#### [TASK REQUIREMENTS]
Produce an exact copy of all the records.

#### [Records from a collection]

::::

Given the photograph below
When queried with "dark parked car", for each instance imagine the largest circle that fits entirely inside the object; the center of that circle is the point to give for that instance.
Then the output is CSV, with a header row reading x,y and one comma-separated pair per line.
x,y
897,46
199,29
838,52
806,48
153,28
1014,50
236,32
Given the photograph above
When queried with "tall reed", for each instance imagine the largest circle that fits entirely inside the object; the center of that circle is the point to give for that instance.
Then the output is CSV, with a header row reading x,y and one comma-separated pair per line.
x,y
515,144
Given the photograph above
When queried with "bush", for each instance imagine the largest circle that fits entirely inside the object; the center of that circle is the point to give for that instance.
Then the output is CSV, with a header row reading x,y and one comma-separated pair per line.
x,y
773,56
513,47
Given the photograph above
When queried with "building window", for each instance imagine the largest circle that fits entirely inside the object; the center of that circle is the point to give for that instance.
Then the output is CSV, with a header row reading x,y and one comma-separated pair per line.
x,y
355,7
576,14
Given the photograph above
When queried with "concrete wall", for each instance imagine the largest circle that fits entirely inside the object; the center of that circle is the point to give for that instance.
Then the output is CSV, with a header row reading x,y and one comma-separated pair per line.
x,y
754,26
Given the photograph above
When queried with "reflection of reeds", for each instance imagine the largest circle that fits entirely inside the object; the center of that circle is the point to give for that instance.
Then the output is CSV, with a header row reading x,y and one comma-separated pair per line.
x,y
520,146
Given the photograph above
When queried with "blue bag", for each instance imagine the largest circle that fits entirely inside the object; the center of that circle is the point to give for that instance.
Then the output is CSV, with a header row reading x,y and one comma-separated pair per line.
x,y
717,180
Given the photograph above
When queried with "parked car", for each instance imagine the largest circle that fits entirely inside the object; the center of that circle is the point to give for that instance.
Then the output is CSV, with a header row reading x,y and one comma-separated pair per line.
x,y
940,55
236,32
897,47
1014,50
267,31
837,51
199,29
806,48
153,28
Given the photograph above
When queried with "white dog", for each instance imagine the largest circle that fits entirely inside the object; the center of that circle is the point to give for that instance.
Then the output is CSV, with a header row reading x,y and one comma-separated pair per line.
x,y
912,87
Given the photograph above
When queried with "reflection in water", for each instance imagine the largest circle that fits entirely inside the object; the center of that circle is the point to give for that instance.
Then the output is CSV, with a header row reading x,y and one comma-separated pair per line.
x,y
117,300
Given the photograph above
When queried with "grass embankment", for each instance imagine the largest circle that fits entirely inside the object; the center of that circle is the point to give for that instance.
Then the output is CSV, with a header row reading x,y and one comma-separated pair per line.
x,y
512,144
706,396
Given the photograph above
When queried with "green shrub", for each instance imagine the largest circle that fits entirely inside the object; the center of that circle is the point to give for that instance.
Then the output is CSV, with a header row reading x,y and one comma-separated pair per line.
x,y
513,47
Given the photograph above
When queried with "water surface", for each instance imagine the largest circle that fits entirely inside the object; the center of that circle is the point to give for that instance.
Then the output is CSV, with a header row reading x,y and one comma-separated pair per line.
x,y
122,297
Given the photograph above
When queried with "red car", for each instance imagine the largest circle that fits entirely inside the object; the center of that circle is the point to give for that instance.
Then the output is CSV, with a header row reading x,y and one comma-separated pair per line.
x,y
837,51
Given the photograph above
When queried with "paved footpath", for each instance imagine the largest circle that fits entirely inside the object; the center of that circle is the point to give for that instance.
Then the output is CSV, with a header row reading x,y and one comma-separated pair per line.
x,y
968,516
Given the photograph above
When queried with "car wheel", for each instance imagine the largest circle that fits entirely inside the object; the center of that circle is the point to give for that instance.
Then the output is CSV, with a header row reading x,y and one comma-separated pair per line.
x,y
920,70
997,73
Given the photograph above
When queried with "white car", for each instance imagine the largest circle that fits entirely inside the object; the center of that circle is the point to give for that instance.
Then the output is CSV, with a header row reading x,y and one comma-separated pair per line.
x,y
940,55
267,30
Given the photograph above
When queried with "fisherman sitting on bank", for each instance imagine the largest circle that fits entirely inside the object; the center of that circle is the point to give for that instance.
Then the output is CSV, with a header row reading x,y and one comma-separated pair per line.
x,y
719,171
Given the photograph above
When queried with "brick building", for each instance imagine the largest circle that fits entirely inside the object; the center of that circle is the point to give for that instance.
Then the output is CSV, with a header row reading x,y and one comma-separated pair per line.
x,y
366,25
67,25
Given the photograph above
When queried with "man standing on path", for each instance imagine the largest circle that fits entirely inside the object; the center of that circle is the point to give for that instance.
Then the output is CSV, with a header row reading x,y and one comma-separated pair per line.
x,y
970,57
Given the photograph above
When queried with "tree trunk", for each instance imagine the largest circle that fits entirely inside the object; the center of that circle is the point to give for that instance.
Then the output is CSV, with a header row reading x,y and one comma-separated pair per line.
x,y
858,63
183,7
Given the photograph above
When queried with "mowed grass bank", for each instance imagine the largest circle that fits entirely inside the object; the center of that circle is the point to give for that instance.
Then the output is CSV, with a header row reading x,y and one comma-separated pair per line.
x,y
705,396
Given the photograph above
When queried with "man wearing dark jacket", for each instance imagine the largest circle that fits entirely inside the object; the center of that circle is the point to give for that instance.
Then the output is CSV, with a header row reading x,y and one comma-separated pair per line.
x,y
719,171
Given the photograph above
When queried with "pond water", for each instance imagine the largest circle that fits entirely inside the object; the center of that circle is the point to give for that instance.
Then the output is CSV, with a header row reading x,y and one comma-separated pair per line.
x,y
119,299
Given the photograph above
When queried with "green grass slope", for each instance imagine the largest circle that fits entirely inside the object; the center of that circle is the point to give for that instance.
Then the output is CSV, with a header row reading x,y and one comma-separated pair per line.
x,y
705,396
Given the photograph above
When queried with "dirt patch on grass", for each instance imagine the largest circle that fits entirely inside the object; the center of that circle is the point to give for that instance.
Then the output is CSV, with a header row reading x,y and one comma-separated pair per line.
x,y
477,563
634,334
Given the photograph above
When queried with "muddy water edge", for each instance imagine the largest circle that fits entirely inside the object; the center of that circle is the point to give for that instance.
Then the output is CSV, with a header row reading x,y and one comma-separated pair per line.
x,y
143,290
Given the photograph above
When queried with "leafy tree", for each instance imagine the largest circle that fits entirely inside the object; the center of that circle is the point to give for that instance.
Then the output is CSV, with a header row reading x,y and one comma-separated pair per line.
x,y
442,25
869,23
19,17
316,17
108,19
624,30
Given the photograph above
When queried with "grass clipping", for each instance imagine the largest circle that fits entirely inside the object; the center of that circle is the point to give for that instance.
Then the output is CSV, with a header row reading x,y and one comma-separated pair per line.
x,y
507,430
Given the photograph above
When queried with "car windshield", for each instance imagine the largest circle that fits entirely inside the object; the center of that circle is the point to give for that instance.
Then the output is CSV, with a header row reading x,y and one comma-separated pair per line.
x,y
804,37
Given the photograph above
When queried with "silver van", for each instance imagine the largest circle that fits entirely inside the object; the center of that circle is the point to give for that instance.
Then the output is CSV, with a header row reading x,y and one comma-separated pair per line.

::::

#### [RIGHT ANSWER]
Given the photograph below
When queried with "dark parked car", for each instance imagine the largest circle that fits entirely inside the object; the center of that circle is the point to give for that instance.
Then the output is CSV, with a header row reading x,y and one comma-separated pair per line.
x,y
897,46
199,29
838,52
806,48
153,28
1014,50
236,32
Given the photograph above
When queried with "tall reed", for each instance imagine the largest circle that fits entirely inside the object; the center of that circle is the point to give for that instance.
Then the output is CSV, with a header row reading x,y and one comma-separated pair per line.
x,y
515,144
Given the photograph above
When queried with "bush", for each instance imagine the largest circle that fits entirely inside the object; the center of that circle is the point to give for that instance.
Then the output is CSV, with a header row reading x,y and one comma-separated pair per line.
x,y
773,56
513,47
Given the photograph above
When queried with "building window", for each instance imagine the largest circle that fits entirely inside the object; the center of that circle is the point to give for that instance.
Then the output is CSV, with a header row reading x,y and one comma-separated pair per line.
x,y
355,7
576,14
Given the photograph above
When queried with "concrete wall", for each instance imagine the largest circle that fits entirely inside the object; the center of that circle is the point to give for that instance.
Then the output is CSV, with a header row reading x,y and one comma-separated pair per line.
x,y
754,26
Given the photograph above
When queried with "reflection of reeds", for each instance imagine the largest circle that fits entirely inside the object; the center of that circle is the point to give for that instance.
Then the output is CSV, with a header row reading x,y and one comma-separated pair per line.
x,y
520,146
Given the photograph above
When queried with "blue bag", for each instance imagine the largest circle that fits entirely inside the object; the center of that circle is the point to give for that instance.
Then the output is CSV, with a header row reading x,y and one comma-separated pair per line.
x,y
717,180
Given the photograph above
When queried with "parked car", for each instance imagine the largest circle that fits entirely inside the object; the center of that circle is the point to give for that instance.
Then the output is CSV, with a header row reading x,y and one comma-separated pair per line.
x,y
940,55
236,32
897,47
1014,50
267,31
837,51
199,29
806,48
153,28
Given the photograph above
When queried with "white dog", for each instance imagine the largest circle that fits entirely inside the object; the center of that circle is the point to give for that instance.
Then the output is CSV, with a header row reading x,y and one comma-separated pair per line.
x,y
912,87
Given the photograph above
When queried with "reflection in water", for each instance imagine the largest circle that fits entirely inside the object; the center of that circle is the point to give for that instance.
Then the output is CSV, with a header row reading x,y and one comma-separated pair per line.
x,y
117,300
Given the photograph above
When queried with "grass embankment", for each instance imagine the largest circle that fits entirely inside the object; the center of that circle is the point to give for that instance.
Then the output is CSV, with a header row reading x,y and one comma-separated pair per line.
x,y
512,144
706,396
Given the photograph above
When queried with "green shrub", for each instance imagine the largest circle that fits entirely inside the object; the center of that circle is the point to give for that instance.
Then the output is CSV, with a header row reading x,y and one comma-separated pair per line.
x,y
513,47
Given the photograph above
When queried with "water surface", for each instance imagine the largest circle that fits entirely inside the object; the center of that circle is the point to give for that instance.
Then the output is CSV, with a header row reading x,y and one comma-separated pair per line.
x,y
122,297
Given the photograph above
When queried with "red car", for each instance imagine the largest circle that fits entirely inside the object; the center of that circle is the point to give for that instance.
Then the output is CSV, with a header row reading x,y and one comma-separated pair per line.
x,y
837,51
Given the photograph above
When queried with "paved footpath", for each instance imagine the largest circle that fits entirely inside the object; the center of that circle is the point to give for that instance.
Then the output is CSV, with a header row reading x,y and one comma-separated pair per line.
x,y
968,516
Given the photograph above
When queried with "car wheel", for each instance imagine the largest circle that fits entirely inside the object; the center of that circle is the point to give for that instance.
Then the output is CSV, with a header row reading x,y and one comma-separated pair per line.
x,y
920,70
997,73
Given the photograph above
When queried with "white car", for each instance imagine the largest circle that fits entirely inside the object; the center of that circle is the point to give for that instance.
Then the output is CSV, with a header row reading x,y and one comma-separated pair per line.
x,y
940,55
267,30
Given the photograph above
When queried with "fisherman sitting on bank", for each instance imagine the largest circle that fits entirely inside the object; the center of that circle is the point to give for that instance.
Then the output is CSV, with a header row reading x,y and one comma-separated pair per line.
x,y
719,171
Given the photograph above
When queried with "brick building", for each instance imagine the largest circle that fits entirely inside the object; the center of that circle is the point to give for that instance.
Then the output is CSV, with a header row reading x,y and one comma-separated pair per line.
x,y
366,25
67,25
Given the photograph above
When queried with "man standing on path", for each instance imagine the largest circle that fits entirely inside the object; the center of that circle is the point to give for that instance.
Then the output is CSV, with a header row reading x,y and one comma-separated pair per line.
x,y
970,57
Given the photograph above
When queried with "tree trunk", for each instance imagine the largest circle that fits entirely inside the object; the center of that circle is the point to give for that instance.
Then the output is CSV, with a header row reading x,y and one comma-separated pair per line.
x,y
858,63
183,7
Given the photograph above
When queried with "mowed grass bank", for each instance imagine the largest circle that fits entirely inside the object; the center of that circle is the point to give for that instance.
Then the output is CSV, with a header row reading x,y and one comma-separated pair per line.
x,y
705,396
Given the photograph above
When queried with "man wearing dark jacket", for each instance imagine the largest circle that fits entirely inside the object; the center of that circle is the point to give for that instance.
Then the output is CSV, with a header row reading x,y and one comma-separated pair per line.
x,y
719,171
Given the photograph above
When queried with "pond water", for each instance imagine the largest circle that fits entirely inside the object; the center of that circle is the point to give for that instance.
Then the output is CSV, with a header row reading x,y and one comma-separated pair per line.
x,y
119,299
Given the photograph above
When queried with "green grass slope", for each instance imagine the largest circle that fits entirely inside the object; the center of that circle is the point to give for that instance.
Then the output is CSV, with a header row reading x,y and one comma-separated pair per line.
x,y
705,396
Given the photograph above
When queried with "dirt patch on grass", for each instance imagine the largest circle that fits entirely inside the object; the center of that circle is the point to give for that instance.
Then the output is CSV, with a header row reading x,y and one comma-separated pair per line.
x,y
477,563
634,334
Given the photograph above
When queried with "muddy water edge", for each instance imagine the largest circle that fits entirely inside the object; the center of that circle is the point to give for that instance.
Then the output is CSV, with a header row reading x,y and one comma-separated pair per line.
x,y
143,290
Given the photograph above
When queried with "leafy tree", for each instance imagine the largest circle that fits entirely inside the object; the center of that circle is the point to give for that instance.
Then the output is CSV, with a header row reading x,y and one comma-separated pair per line.
x,y
442,25
869,23
19,17
316,17
108,19
624,30
Given the photograph above
When queried with "grass clipping", for each instance imagine the largest circle that fits entirely inside the object; the center of that circle is the point to give for that instance.
Then the output is CSV, with a header row reading x,y and one comma-separated pair per line.
x,y
507,430
Given the photograph above
When queried with "car windshield", for each instance imagine the largest circle that fits entirely inside the object; the center of that circle is the point to give for that instance.
Then the output is CSV, with a header row reading x,y and one comma-separated pair per line.
x,y
804,37
Given the photograph above
When queried with "silver van", for each instance imagine the largest circle that fits entirely inside the object; the center of that circle is the point to give for that instance.
Then the output is CSV, with a header row reading x,y and one comma-separated pair per line.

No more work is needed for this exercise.